-- Begin Materials provided --

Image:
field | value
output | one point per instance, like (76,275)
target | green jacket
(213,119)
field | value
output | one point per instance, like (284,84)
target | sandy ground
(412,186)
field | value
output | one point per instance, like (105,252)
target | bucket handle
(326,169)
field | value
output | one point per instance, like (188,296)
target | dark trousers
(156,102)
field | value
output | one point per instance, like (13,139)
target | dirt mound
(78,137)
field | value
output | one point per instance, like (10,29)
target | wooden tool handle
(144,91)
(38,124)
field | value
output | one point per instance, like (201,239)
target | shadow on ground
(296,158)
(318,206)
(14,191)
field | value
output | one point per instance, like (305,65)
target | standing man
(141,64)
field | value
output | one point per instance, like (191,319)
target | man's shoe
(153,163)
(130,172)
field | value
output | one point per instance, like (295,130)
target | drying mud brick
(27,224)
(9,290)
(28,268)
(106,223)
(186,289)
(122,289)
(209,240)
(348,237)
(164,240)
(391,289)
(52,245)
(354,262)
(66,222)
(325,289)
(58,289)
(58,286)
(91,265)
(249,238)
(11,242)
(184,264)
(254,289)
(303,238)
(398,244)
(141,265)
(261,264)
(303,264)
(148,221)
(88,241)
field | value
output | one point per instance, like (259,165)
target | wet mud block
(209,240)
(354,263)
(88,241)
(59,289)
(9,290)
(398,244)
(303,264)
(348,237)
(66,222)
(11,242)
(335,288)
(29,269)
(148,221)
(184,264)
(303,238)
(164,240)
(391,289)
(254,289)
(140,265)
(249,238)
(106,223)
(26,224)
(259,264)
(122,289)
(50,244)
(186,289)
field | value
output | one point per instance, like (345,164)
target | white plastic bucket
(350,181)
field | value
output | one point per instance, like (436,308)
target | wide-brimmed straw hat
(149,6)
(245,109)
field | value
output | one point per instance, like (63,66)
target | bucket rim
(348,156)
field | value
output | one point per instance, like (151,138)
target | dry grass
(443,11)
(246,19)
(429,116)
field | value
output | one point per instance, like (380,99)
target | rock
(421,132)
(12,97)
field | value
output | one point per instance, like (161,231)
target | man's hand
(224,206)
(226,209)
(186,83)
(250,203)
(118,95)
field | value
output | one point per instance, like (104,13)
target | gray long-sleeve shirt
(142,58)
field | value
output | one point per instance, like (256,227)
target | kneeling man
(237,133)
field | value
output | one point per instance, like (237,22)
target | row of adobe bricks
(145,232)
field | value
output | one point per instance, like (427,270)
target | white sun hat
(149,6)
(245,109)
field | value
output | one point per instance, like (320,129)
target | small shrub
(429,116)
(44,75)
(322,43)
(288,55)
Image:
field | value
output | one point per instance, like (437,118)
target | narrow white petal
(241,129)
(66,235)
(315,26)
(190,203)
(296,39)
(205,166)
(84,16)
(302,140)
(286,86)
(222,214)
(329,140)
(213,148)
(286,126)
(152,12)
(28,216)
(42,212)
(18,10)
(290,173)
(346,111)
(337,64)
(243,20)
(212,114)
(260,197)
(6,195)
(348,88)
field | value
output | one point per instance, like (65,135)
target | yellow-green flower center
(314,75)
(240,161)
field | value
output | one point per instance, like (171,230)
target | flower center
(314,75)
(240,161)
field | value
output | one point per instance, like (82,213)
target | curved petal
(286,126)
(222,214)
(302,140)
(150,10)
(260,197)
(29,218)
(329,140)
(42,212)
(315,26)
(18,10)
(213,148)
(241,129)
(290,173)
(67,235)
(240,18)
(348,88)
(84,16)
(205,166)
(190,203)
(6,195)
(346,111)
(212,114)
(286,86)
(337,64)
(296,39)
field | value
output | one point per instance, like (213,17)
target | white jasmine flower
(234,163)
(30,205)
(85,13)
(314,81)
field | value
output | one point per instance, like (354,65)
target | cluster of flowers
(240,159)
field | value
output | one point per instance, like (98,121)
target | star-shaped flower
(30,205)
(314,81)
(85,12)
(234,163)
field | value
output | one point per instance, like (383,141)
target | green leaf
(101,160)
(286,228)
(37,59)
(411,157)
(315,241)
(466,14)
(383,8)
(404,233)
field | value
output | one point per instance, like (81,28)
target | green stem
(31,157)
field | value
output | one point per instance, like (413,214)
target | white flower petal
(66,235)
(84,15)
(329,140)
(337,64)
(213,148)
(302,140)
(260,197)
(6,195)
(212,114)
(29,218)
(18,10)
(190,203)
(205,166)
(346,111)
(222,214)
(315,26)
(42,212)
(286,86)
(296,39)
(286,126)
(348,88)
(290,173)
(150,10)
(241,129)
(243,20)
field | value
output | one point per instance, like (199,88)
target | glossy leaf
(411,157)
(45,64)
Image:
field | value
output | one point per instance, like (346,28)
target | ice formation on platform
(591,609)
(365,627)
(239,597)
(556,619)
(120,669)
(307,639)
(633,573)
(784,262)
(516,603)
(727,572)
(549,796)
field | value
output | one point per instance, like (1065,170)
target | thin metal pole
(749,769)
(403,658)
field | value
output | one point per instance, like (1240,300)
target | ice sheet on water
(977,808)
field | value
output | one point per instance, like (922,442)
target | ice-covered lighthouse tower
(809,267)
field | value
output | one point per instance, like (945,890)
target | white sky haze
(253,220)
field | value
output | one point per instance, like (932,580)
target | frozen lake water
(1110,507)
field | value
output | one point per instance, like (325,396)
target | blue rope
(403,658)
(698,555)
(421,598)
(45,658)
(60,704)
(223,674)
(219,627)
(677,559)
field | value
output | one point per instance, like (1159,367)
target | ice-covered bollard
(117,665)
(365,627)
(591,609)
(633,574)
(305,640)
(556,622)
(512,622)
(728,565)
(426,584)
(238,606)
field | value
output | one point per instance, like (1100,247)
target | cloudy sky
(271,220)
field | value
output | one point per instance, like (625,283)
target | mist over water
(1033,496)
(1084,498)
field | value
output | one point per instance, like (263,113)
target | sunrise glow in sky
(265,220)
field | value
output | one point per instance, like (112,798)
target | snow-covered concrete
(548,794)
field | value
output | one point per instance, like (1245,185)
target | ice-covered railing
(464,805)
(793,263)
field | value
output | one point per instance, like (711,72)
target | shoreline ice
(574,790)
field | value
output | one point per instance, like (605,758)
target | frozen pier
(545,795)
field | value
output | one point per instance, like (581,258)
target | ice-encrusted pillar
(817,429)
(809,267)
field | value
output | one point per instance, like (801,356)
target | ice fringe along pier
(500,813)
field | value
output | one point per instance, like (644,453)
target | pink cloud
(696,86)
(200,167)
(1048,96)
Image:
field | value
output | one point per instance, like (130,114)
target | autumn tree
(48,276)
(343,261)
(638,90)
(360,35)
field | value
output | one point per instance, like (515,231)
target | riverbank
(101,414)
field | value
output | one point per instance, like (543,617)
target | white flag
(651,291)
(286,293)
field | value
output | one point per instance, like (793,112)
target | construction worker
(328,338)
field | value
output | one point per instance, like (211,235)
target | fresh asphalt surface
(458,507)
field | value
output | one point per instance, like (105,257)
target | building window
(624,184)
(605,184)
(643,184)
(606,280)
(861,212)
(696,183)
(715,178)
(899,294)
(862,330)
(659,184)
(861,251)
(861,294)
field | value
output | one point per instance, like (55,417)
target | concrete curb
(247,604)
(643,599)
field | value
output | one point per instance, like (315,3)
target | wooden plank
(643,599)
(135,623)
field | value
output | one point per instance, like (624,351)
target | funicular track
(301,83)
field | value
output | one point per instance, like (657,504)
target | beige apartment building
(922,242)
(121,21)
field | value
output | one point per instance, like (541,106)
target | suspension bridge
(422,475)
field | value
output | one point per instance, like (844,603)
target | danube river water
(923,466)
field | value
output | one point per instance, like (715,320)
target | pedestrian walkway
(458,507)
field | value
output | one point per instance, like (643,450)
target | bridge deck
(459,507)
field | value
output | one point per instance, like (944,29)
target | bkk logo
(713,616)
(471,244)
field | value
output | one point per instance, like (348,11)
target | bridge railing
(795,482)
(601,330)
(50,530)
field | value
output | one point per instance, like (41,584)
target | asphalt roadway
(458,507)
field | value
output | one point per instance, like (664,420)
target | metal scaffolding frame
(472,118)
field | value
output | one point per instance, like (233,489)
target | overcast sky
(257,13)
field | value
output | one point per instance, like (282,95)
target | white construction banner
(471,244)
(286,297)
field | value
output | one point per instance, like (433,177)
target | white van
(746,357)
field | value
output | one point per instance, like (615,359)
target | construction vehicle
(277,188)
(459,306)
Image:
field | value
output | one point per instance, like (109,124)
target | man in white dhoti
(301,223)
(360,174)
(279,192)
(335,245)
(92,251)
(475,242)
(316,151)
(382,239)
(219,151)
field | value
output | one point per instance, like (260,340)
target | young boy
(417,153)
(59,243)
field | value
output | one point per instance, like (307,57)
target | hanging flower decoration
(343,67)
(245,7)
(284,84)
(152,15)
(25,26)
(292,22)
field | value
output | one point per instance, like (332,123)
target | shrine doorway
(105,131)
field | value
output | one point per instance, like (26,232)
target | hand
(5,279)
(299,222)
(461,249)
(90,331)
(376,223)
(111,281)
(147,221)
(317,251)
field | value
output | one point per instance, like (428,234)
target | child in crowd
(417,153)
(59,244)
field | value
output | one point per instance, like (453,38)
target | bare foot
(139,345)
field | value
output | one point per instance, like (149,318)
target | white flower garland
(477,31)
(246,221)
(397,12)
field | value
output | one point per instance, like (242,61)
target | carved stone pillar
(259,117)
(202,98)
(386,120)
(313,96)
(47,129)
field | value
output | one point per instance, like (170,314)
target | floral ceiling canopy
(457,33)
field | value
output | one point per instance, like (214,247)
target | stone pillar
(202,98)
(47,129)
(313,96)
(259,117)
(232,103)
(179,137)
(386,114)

-- End Materials provided --

- [Goal]
Which lines above contain the string "pier"? Copy out each of them in full.

- [Answer]
target | frozen pier
target | ice fringe along pier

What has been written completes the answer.